§ Data excerpts
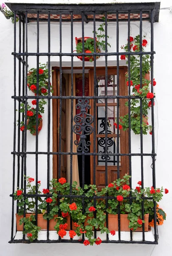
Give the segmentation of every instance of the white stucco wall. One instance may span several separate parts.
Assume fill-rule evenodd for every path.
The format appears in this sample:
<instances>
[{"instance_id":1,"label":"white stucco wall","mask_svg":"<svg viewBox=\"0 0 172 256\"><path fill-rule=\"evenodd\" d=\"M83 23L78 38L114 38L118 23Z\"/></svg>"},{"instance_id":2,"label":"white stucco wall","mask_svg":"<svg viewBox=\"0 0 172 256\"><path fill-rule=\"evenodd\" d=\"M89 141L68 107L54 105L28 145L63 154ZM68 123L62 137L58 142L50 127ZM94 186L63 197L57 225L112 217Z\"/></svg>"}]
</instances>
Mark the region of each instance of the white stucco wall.
<instances>
[{"instance_id":1,"label":"white stucco wall","mask_svg":"<svg viewBox=\"0 0 172 256\"><path fill-rule=\"evenodd\" d=\"M137 1L137 2L150 2L151 1ZM25 1L18 0L11 1L17 3L24 2ZM32 2L31 0L27 2ZM106 3L115 1L97 1L85 0L39 1L37 3ZM132 1L122 1L120 2L129 2ZM168 0L164 0L161 3L161 7L169 7L170 2ZM3 15L0 13L0 77L1 79L1 122L0 142L1 147L0 155L1 157L0 172L0 191L1 199L1 237L2 243L0 250L0 256L17 256L25 255L26 256L33 255L36 256L59 255L66 256L68 255L77 256L82 254L83 256L89 254L91 256L106 255L107 254L121 255L138 255L140 256L152 256L163 255L164 254L170 256L172 255L172 246L171 243L172 237L172 225L170 221L170 211L172 209L172 194L170 193L171 179L172 177L171 172L172 164L171 162L172 150L171 143L172 141L171 135L171 126L172 121L171 119L171 97L172 96L172 89L170 84L171 80L171 68L170 60L172 54L169 53L172 43L172 33L171 24L172 22L172 14L169 10L161 10L160 13L159 22L154 24L154 49L156 52L155 55L154 76L157 81L155 87L156 102L155 106L155 141L156 150L158 154L156 161L156 183L157 186L163 185L164 188L168 188L170 193L164 197L161 202L161 206L167 213L167 220L164 225L158 228L159 235L159 244L155 246L153 245L144 244L102 244L97 247L83 247L82 244L10 244L8 241L10 238L10 229L11 220L11 199L8 195L12 191L12 175L13 157L11 152L13 150L13 100L11 97L13 92L13 57L11 52L13 51L13 31L14 25L9 20L5 19ZM131 24L131 34L135 36L139 33L139 28L137 22L133 22ZM64 52L69 52L70 43L66 40L68 37L70 40L70 26L69 24L65 24L62 29L62 49ZM114 24L108 26L108 29L110 35L109 42L112 46L110 50L115 49L116 42ZM74 36L79 37L81 34L81 29L79 23L74 25ZM124 23L120 24L120 41L119 45L125 43L127 37L127 25ZM85 33L89 33L88 36L91 36L93 30L91 23L85 25ZM36 26L29 24L28 32L28 51L34 52L36 49L36 45L33 42L36 40ZM146 35L146 38L149 41L150 23L147 21L143 22L143 34ZM56 24L51 25L51 51L58 52L57 46L59 45L59 28ZM47 26L45 24L40 25L40 52L46 52L48 49ZM74 41L74 49L75 47ZM58 47L59 47L58 46ZM115 50L114 50L115 51ZM112 58L112 57L110 57ZM76 58L75 58L77 60ZM67 65L69 59L64 57L63 60L66 61ZM58 59L56 57L51 57L52 65L57 64ZM111 60L113 59L111 58ZM42 63L46 63L47 59L46 57L40 58L39 61ZM75 60L75 61L76 61ZM76 65L79 64L82 65L82 62L77 61ZM97 61L97 64L103 65L103 58L100 58ZM35 66L35 57L30 57L28 59L29 69ZM120 63L123 65L122 62ZM89 64L90 65L90 64ZM45 111L43 116L45 125L47 118L47 113ZM39 136L39 147L41 151L47 151L47 131L45 125L43 125L42 130ZM145 153L148 153L151 150L151 141L149 134L144 136L144 150ZM31 135L29 132L27 133L28 150L32 151L33 147L35 147L35 139ZM138 151L139 148L139 137L132 134L132 152ZM41 179L42 187L46 186L46 158L39 157L39 175ZM34 156L27 157L28 175L34 176L35 170L35 157ZM151 160L150 158L144 158L144 170L145 173L145 185L149 186L150 184L148 177L151 175L150 166ZM139 161L132 160L133 174L135 177L133 180L135 183L140 180L140 170L138 171ZM28 168L29 167L29 168ZM150 177L150 176L149 176ZM44 186L45 184L45 186Z\"/></svg>"}]
</instances>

§ Exercise directions
How many lines of the data above contain the word "every", with case counting? Reply with the number alone.

§ Problem solution
2